====== Bacaan yang Disediakan ======

Pengemis: Diberi atau Tidak? Kolom ditulis oleh Ustadz Nur Cholis Huda, Wakil Ketua Pimpinan Wilayah Muhammadiyah (PWM) Jawa Timur.
PWMU.CO – Di lampu merah sering menjadi tempat mangkal anak jalanan. Ada pengamen, pengemis, penjual asongan, pembersih kaca mobil, dan profesi anak jalanan lainnya. Lampu merah bagaikan kantor mereka mencari nafkah.
Yang paling susah itu menghadapi pengemis. Diberi atau tidak? Kalau profesi lain ditolak atau diberi tidak meningalkan beban. Tetapi pengemis? Diberi meninggalkan beban. Ditolak juga meniggalkan beban. Selalu ada konflik di hati.
Kalau diberi ada perasaan bersalah. Jangan-jangan ini bisa melestarikan “profesi” itu. Juga uang yang meskipun sering berupa recehan itu jangan-jangan tidak jatuh ke tangan pengemis tetapi ke tangan bosnya pengemis. Benarkah para pengemis di lampu merah itu dikendalikan dan dikuasai bosnya?

======

### Tugas yang Diberikan
[1] Dalam tulisan tentang pengemis di lampu merah, apa jabatan penulis kolom itu?
[2] Tuliskan ulang bagian tulisan tentang pengemis itu, mulai dari "PWMU.CO – Di" dan berakhir pada "konflik di hati.".

====== Data yang Diberikan ======

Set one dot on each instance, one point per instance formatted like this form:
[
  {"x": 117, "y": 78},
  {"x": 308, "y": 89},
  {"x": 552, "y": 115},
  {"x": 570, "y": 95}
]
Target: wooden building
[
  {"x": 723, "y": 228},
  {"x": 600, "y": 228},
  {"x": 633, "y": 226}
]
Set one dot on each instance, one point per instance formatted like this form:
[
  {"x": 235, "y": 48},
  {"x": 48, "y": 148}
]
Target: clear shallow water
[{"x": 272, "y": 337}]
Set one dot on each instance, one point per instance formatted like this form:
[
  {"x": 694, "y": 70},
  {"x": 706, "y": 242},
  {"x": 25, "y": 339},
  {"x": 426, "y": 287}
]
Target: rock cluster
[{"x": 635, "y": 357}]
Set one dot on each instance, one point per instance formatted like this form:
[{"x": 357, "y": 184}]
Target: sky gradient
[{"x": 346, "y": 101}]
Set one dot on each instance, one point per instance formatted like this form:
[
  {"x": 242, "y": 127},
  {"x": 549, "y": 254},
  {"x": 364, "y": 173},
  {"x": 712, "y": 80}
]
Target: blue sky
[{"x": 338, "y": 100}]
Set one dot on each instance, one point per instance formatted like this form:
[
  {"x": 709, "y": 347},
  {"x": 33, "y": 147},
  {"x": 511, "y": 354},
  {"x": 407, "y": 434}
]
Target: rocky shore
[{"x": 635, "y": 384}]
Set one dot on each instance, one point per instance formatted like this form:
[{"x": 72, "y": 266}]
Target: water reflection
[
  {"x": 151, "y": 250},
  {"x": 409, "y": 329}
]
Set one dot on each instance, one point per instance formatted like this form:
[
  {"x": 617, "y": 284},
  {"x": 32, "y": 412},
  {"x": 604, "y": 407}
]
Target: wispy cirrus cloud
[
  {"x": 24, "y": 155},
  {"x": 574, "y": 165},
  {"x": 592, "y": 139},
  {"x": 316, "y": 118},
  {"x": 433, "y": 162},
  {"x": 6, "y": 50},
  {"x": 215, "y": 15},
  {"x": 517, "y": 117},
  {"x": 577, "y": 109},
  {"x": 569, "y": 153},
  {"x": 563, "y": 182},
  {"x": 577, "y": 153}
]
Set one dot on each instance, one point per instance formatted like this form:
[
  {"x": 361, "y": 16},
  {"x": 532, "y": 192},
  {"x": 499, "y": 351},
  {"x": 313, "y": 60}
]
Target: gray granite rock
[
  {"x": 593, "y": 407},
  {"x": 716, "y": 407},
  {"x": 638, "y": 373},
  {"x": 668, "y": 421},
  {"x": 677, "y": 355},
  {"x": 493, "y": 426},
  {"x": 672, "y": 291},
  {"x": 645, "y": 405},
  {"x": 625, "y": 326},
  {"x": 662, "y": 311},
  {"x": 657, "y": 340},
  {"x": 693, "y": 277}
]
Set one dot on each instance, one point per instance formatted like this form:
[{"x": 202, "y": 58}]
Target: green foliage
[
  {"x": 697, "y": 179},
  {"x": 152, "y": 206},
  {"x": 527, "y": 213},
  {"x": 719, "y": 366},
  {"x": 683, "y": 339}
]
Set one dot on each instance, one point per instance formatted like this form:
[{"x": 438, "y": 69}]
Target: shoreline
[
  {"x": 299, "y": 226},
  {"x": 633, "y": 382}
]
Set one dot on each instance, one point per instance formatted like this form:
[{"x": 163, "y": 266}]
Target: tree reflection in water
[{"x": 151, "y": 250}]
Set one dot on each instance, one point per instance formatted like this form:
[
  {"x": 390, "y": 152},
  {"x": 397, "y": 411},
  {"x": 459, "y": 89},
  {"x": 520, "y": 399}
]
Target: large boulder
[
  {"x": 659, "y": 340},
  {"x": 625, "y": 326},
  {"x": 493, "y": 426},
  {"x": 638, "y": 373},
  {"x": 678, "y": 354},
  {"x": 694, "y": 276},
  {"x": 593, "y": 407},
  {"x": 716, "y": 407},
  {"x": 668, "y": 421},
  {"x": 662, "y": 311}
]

======

### Jawaban Latihan
[1] Wakil Ketua Pimpinan Wilayah Muhammadiyah (PWM) Jawa Timur.

[2]
PWMU.CO – Di lampu merah sering menjadi tempat mangkal anak jalanan. Ada pengamen, pengemis, penjual asongan, pembersih kaca mobil, dan profesi anak jalanan lainnya. Lampu merah bagaikan kantor mereka mencari nafkah.
Yang paling susah itu menghadapi pengemis. Diberi atau tidak? Kalau profesi lain ditolak atau diberi tidak meningalkan beban. Tetapi pengemis? Diberi meninggalkan beban. Ditolak juga meniggalkan beban. Selalu ada konflik di hati.